DIRECTIONS FOR THIS TASK: Produce an exact copy of the lines from the line containing "like [245, 326]." through the last line of the listing below, both ends included, and nothing else.

───── EXTRACTED DATA ─────

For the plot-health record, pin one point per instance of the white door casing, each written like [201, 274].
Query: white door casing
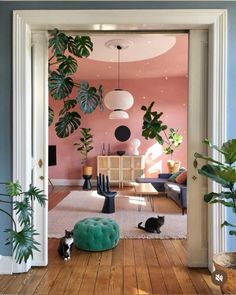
[135, 20]
[40, 140]
[197, 131]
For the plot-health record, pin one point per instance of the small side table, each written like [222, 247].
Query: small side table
[87, 183]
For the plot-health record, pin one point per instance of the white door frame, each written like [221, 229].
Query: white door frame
[214, 20]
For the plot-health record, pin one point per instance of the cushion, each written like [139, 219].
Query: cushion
[173, 176]
[182, 178]
[96, 234]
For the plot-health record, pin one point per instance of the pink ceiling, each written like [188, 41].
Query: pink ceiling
[173, 63]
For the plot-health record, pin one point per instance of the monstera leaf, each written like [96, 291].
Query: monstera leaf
[60, 86]
[58, 42]
[68, 104]
[88, 97]
[67, 124]
[68, 65]
[50, 116]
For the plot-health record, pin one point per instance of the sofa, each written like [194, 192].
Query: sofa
[175, 191]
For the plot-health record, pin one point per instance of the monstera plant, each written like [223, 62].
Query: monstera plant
[22, 239]
[84, 147]
[224, 173]
[153, 128]
[63, 65]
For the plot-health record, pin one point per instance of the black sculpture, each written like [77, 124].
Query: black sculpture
[103, 189]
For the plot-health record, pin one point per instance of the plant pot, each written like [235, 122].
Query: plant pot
[87, 170]
[226, 262]
[173, 166]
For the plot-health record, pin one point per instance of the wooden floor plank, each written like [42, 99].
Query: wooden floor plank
[171, 282]
[116, 285]
[33, 280]
[139, 254]
[198, 282]
[157, 280]
[106, 258]
[89, 280]
[118, 254]
[150, 253]
[130, 280]
[61, 280]
[129, 252]
[181, 272]
[143, 279]
[103, 280]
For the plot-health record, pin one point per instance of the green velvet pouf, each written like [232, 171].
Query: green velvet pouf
[96, 234]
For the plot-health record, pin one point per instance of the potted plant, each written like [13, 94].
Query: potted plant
[63, 65]
[22, 240]
[153, 128]
[223, 173]
[84, 147]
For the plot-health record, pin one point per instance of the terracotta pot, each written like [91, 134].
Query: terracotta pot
[87, 170]
[173, 166]
[226, 262]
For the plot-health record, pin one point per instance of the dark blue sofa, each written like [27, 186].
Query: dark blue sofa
[177, 192]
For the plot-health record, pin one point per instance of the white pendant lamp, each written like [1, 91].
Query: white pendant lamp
[118, 100]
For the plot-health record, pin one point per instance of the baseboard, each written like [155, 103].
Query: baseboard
[69, 182]
[6, 265]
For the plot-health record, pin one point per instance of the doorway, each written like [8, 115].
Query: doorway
[155, 19]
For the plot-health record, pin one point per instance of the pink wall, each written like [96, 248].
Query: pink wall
[170, 95]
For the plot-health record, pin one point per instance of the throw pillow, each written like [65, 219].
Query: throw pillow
[182, 178]
[173, 176]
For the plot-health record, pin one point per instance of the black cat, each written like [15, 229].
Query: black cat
[153, 224]
[65, 245]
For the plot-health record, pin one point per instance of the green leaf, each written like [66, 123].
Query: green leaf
[229, 149]
[23, 243]
[88, 98]
[68, 65]
[50, 116]
[60, 86]
[200, 156]
[58, 42]
[36, 194]
[68, 104]
[220, 174]
[24, 211]
[67, 124]
[13, 188]
[80, 46]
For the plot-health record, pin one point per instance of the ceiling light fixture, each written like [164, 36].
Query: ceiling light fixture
[118, 100]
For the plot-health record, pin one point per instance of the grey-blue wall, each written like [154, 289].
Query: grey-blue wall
[6, 9]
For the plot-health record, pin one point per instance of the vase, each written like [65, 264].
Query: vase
[226, 263]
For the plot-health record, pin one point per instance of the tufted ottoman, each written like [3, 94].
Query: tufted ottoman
[96, 234]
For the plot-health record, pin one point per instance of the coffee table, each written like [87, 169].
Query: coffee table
[145, 190]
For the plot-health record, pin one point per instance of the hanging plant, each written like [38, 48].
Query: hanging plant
[153, 128]
[61, 82]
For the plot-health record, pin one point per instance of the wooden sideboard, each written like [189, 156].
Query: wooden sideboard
[121, 170]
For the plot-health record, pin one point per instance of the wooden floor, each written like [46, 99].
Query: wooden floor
[133, 267]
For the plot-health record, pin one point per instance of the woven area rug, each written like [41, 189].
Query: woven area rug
[82, 204]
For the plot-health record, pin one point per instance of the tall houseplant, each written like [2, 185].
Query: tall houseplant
[223, 173]
[84, 147]
[153, 128]
[22, 240]
[63, 65]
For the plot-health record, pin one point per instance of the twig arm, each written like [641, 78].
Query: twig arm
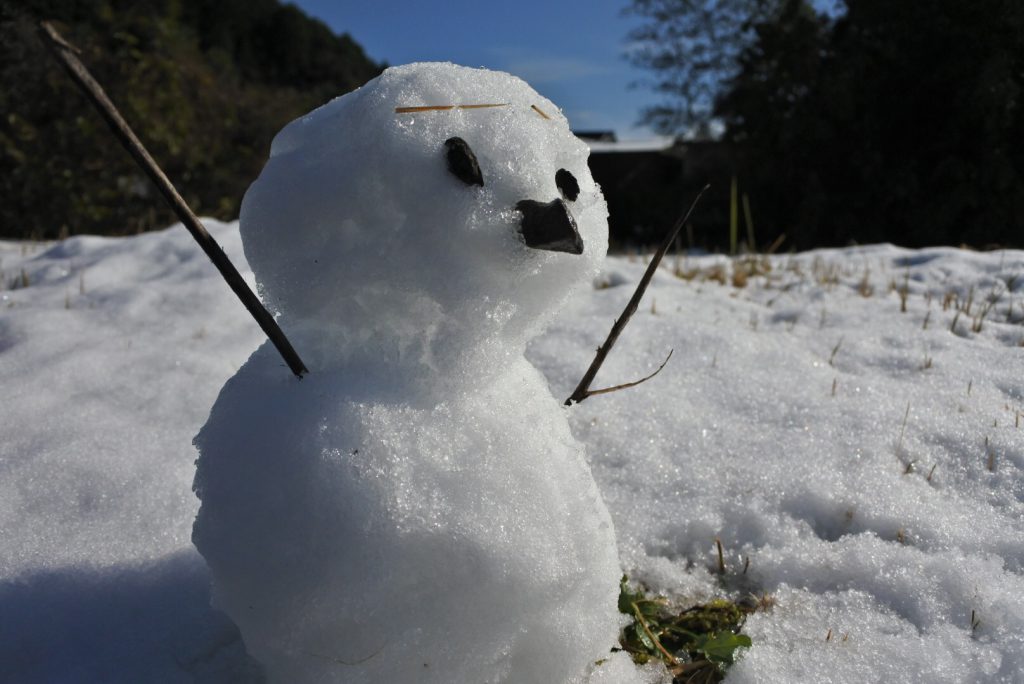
[66, 54]
[583, 389]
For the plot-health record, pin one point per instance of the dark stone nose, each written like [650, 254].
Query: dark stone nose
[549, 226]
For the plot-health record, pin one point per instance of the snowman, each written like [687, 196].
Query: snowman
[416, 508]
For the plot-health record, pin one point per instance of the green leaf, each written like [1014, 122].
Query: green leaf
[722, 647]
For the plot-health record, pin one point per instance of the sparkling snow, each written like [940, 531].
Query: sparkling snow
[115, 351]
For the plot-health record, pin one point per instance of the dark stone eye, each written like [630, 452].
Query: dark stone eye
[462, 162]
[567, 184]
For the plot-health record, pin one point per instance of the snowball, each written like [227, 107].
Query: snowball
[416, 509]
[378, 257]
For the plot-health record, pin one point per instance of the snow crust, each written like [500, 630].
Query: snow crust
[116, 349]
[417, 509]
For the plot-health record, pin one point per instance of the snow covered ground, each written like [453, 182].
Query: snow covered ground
[862, 465]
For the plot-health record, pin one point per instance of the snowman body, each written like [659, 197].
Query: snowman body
[416, 508]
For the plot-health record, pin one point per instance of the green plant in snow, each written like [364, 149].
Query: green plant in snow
[697, 644]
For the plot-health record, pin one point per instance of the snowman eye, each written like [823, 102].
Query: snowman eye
[567, 184]
[462, 162]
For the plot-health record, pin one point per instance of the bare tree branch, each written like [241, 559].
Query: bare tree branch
[66, 54]
[583, 389]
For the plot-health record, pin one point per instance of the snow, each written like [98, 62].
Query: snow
[117, 348]
[417, 509]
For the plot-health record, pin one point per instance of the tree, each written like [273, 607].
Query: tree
[206, 83]
[692, 47]
[900, 122]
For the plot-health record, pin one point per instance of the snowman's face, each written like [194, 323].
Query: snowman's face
[435, 199]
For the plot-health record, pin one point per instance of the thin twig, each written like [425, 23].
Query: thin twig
[592, 392]
[583, 389]
[66, 54]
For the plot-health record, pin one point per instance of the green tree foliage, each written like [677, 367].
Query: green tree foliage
[891, 121]
[206, 84]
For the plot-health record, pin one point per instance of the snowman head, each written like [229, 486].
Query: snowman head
[428, 221]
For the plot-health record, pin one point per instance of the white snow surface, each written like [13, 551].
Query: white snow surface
[417, 509]
[114, 353]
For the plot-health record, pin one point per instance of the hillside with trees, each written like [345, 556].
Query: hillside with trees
[206, 83]
[875, 121]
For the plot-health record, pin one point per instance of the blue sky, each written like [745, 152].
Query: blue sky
[570, 51]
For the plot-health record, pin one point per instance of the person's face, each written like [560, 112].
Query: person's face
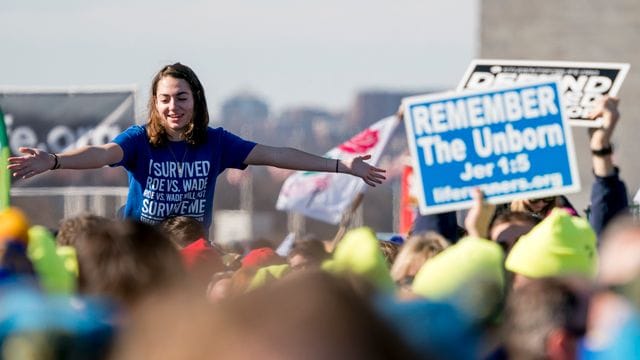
[299, 262]
[174, 103]
[538, 205]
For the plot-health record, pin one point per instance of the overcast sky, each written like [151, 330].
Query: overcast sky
[291, 52]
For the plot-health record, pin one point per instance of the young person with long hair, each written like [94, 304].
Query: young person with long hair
[173, 161]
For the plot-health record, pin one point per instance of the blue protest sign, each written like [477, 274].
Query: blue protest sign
[511, 143]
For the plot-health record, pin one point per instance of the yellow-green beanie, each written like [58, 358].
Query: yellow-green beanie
[468, 274]
[266, 274]
[468, 260]
[359, 253]
[560, 245]
[69, 258]
[54, 277]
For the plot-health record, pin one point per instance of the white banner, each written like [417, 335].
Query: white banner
[325, 196]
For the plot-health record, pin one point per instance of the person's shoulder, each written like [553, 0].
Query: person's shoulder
[134, 130]
[218, 132]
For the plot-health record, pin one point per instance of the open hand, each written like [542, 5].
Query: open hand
[34, 162]
[369, 174]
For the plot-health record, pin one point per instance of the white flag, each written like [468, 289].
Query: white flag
[325, 196]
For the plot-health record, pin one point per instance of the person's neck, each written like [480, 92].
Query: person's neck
[175, 136]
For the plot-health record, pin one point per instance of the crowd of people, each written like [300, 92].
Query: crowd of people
[527, 280]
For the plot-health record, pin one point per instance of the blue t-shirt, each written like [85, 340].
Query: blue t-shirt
[177, 179]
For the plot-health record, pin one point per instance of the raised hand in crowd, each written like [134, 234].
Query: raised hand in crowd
[479, 216]
[600, 142]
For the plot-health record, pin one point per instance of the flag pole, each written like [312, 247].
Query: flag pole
[346, 219]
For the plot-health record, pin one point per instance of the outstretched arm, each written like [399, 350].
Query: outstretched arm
[289, 158]
[36, 161]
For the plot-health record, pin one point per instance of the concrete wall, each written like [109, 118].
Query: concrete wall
[575, 30]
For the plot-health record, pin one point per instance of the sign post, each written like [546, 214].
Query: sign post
[5, 176]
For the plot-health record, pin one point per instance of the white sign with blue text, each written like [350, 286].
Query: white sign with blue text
[511, 142]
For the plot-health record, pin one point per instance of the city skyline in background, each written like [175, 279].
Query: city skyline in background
[317, 54]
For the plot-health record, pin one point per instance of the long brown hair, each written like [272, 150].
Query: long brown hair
[197, 127]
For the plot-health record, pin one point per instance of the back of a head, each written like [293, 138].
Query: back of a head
[539, 309]
[183, 230]
[126, 261]
[415, 251]
[73, 227]
[307, 254]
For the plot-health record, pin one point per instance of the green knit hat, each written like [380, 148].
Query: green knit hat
[53, 276]
[468, 274]
[359, 253]
[560, 245]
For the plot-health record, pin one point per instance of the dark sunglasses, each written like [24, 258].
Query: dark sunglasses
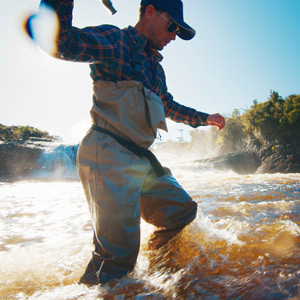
[172, 27]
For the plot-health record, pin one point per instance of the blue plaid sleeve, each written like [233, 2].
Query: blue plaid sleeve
[90, 44]
[180, 113]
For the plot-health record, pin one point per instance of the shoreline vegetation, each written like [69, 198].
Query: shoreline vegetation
[21, 134]
[262, 139]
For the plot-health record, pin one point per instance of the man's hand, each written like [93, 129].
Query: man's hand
[216, 120]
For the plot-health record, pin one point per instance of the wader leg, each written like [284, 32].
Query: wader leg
[165, 204]
[112, 178]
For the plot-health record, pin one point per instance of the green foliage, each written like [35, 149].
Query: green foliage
[275, 122]
[232, 137]
[21, 133]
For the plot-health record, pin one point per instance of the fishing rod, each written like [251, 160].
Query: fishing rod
[109, 6]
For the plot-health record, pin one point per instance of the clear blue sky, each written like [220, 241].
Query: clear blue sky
[242, 50]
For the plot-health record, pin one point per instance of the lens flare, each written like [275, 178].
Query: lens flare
[43, 28]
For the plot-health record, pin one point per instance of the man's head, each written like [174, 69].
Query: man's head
[174, 11]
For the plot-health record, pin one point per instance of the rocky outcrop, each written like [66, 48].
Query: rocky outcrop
[280, 159]
[271, 159]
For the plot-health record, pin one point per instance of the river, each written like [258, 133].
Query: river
[244, 243]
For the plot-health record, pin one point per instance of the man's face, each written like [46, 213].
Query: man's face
[159, 34]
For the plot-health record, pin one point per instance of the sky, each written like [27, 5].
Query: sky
[241, 52]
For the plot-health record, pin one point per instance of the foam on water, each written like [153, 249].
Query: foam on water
[244, 243]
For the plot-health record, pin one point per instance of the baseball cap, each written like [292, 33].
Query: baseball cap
[174, 8]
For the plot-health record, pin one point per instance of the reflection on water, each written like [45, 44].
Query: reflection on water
[244, 243]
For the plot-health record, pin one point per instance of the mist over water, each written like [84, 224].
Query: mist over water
[244, 243]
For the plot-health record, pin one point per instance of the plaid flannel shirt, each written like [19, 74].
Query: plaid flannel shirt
[107, 50]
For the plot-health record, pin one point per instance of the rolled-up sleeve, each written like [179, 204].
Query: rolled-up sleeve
[90, 44]
[180, 113]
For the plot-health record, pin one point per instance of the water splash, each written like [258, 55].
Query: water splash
[43, 28]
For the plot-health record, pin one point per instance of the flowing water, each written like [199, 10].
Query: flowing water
[244, 243]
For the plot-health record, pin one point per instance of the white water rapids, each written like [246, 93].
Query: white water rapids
[244, 243]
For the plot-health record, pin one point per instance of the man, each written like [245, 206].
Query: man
[122, 180]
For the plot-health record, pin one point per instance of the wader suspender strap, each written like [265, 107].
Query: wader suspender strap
[137, 150]
[137, 64]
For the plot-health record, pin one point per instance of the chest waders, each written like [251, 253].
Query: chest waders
[123, 181]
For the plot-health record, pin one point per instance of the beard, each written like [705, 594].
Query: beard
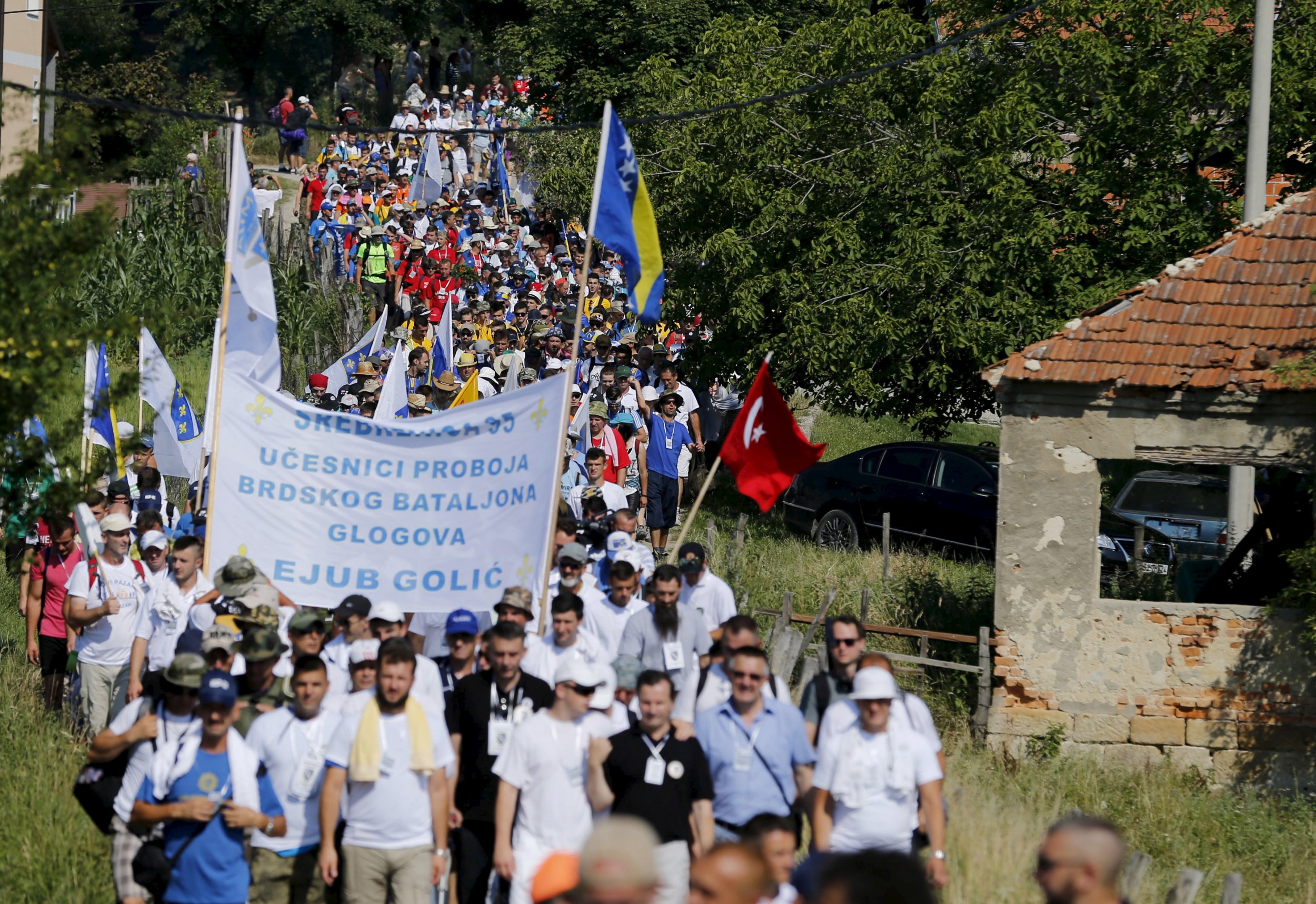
[666, 619]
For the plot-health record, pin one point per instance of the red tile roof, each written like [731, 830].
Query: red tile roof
[1220, 319]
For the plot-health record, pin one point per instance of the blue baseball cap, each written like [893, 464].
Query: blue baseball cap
[217, 689]
[462, 621]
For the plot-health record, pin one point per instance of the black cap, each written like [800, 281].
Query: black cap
[353, 605]
[690, 558]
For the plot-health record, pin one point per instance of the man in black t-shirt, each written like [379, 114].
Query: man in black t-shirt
[485, 710]
[645, 771]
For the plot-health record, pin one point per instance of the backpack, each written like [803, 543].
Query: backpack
[703, 679]
[99, 783]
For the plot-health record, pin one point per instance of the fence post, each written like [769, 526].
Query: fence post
[923, 670]
[983, 683]
[1135, 870]
[1186, 887]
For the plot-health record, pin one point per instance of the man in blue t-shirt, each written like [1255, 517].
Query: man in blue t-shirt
[659, 481]
[206, 804]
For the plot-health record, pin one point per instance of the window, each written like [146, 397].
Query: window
[960, 475]
[911, 465]
[870, 463]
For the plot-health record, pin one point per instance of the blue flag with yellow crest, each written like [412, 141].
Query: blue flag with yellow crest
[623, 219]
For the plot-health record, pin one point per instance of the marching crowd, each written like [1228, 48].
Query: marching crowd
[622, 741]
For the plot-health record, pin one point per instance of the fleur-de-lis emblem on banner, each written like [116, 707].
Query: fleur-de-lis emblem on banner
[258, 410]
[539, 415]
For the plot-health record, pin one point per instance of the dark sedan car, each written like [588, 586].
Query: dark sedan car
[940, 491]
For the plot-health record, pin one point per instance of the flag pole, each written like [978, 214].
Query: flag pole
[207, 486]
[140, 362]
[703, 490]
[575, 341]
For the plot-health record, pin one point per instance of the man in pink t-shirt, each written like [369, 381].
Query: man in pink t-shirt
[49, 640]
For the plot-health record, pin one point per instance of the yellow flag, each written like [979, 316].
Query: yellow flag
[470, 393]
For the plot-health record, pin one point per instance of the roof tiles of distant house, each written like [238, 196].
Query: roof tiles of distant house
[1220, 319]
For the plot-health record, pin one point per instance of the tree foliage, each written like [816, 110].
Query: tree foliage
[890, 237]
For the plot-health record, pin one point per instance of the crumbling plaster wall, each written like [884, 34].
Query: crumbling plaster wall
[1224, 689]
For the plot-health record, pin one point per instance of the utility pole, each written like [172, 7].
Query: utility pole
[1243, 479]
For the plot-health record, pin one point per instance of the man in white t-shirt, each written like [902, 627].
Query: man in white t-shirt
[595, 463]
[164, 616]
[386, 623]
[291, 742]
[541, 798]
[106, 605]
[567, 641]
[870, 779]
[607, 616]
[702, 589]
[391, 757]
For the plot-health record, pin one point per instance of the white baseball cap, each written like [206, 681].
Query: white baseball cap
[153, 540]
[386, 611]
[366, 650]
[580, 671]
[874, 683]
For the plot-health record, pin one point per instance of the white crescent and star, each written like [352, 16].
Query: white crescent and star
[752, 432]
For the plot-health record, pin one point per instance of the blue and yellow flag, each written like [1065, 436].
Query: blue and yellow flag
[623, 219]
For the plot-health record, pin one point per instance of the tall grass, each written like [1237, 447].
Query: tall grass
[49, 849]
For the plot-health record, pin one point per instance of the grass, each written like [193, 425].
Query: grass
[49, 849]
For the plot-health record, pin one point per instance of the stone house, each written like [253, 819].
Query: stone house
[1174, 370]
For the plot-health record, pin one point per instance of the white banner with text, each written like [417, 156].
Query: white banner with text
[433, 513]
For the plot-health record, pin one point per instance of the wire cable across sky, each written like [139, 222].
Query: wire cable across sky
[220, 119]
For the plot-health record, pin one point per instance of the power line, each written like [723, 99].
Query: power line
[90, 6]
[132, 107]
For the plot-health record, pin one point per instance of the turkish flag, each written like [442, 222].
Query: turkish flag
[766, 448]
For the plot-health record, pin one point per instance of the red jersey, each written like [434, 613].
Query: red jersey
[54, 570]
[315, 190]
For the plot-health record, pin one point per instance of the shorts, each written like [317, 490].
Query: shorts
[53, 653]
[661, 512]
[683, 462]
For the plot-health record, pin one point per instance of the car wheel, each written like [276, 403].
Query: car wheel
[838, 531]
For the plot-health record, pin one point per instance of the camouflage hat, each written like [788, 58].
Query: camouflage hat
[186, 670]
[237, 577]
[307, 620]
[260, 616]
[219, 637]
[260, 644]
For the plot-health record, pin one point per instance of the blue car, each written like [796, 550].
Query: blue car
[1191, 510]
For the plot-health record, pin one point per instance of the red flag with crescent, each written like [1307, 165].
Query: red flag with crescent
[766, 448]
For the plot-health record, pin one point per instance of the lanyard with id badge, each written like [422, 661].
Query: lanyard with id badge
[656, 766]
[311, 762]
[501, 729]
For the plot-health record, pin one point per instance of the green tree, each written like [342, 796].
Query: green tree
[893, 236]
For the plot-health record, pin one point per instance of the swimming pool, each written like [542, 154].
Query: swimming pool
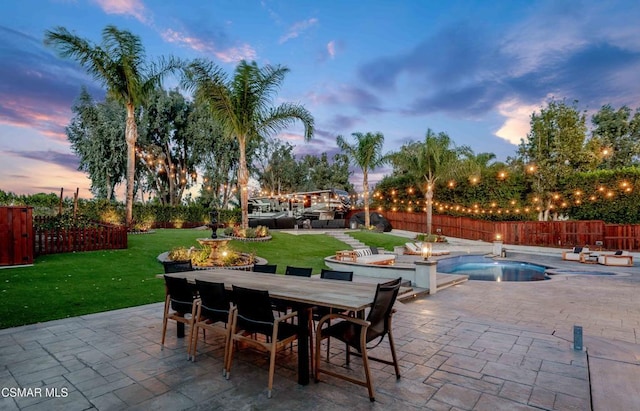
[478, 267]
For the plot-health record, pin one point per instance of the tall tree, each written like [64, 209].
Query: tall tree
[168, 144]
[554, 148]
[429, 161]
[618, 132]
[243, 107]
[277, 167]
[366, 153]
[120, 65]
[96, 134]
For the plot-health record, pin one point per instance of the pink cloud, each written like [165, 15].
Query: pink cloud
[228, 55]
[331, 48]
[23, 113]
[297, 28]
[134, 8]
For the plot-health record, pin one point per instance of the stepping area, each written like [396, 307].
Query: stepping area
[473, 346]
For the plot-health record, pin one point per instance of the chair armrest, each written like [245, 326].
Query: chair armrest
[286, 317]
[354, 320]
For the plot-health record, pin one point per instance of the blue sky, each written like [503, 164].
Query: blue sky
[474, 69]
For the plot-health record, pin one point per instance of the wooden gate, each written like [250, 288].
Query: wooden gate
[16, 236]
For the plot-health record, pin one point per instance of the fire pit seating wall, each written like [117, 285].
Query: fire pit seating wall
[372, 256]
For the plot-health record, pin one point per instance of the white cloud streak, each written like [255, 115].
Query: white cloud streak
[297, 29]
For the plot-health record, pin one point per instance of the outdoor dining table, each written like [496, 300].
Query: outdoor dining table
[299, 292]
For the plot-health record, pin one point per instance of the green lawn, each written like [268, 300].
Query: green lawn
[68, 285]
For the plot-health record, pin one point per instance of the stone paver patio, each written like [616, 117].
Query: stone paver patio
[474, 346]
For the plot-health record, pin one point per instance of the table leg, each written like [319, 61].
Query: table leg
[303, 345]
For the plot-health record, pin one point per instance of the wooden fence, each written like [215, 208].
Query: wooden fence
[97, 237]
[16, 236]
[536, 233]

─────

SOLUTION TO THE PROBLEM:
For the plot-health record, pin one point per instance of the chair armrest, each written like [245, 326].
Query: chair armrest
[286, 317]
[354, 320]
For the plot-health record, pin one point per instance of the blue sky, each written like [503, 164].
Query: blue sky
[474, 69]
For the plot-health record, pin one point per instance of the wooden gate, each written like [250, 288].
Query: wooden gate
[16, 236]
For the plot-health record, pin one point per instance of the fire pit seating wall, each written like [117, 285].
Query: fire pit seating wall
[372, 256]
For the plot-health record, pin one point per instance of the white cloud streak, each written like [255, 115].
Query: white cloud streak
[297, 29]
For the plot-health record, pin one point per instance of the outdoor dining table, each written like [496, 300].
Query: outdoor dining table
[299, 292]
For the plot-health record, pin one point per instance of the green lawn, each written like [268, 300].
Query: green lawn
[68, 285]
For the plot-health record, pin one point per instance of the stone paver patio, each written like [616, 117].
Query: stone paver patio
[474, 346]
For the plot-health record, pin one point per instance of the table leg, each written like [319, 61].
Query: table leg
[303, 345]
For the plot-health record, pin one point per instance of the wooden fence, each written like [215, 208].
Query: wooden fence
[97, 237]
[16, 236]
[536, 233]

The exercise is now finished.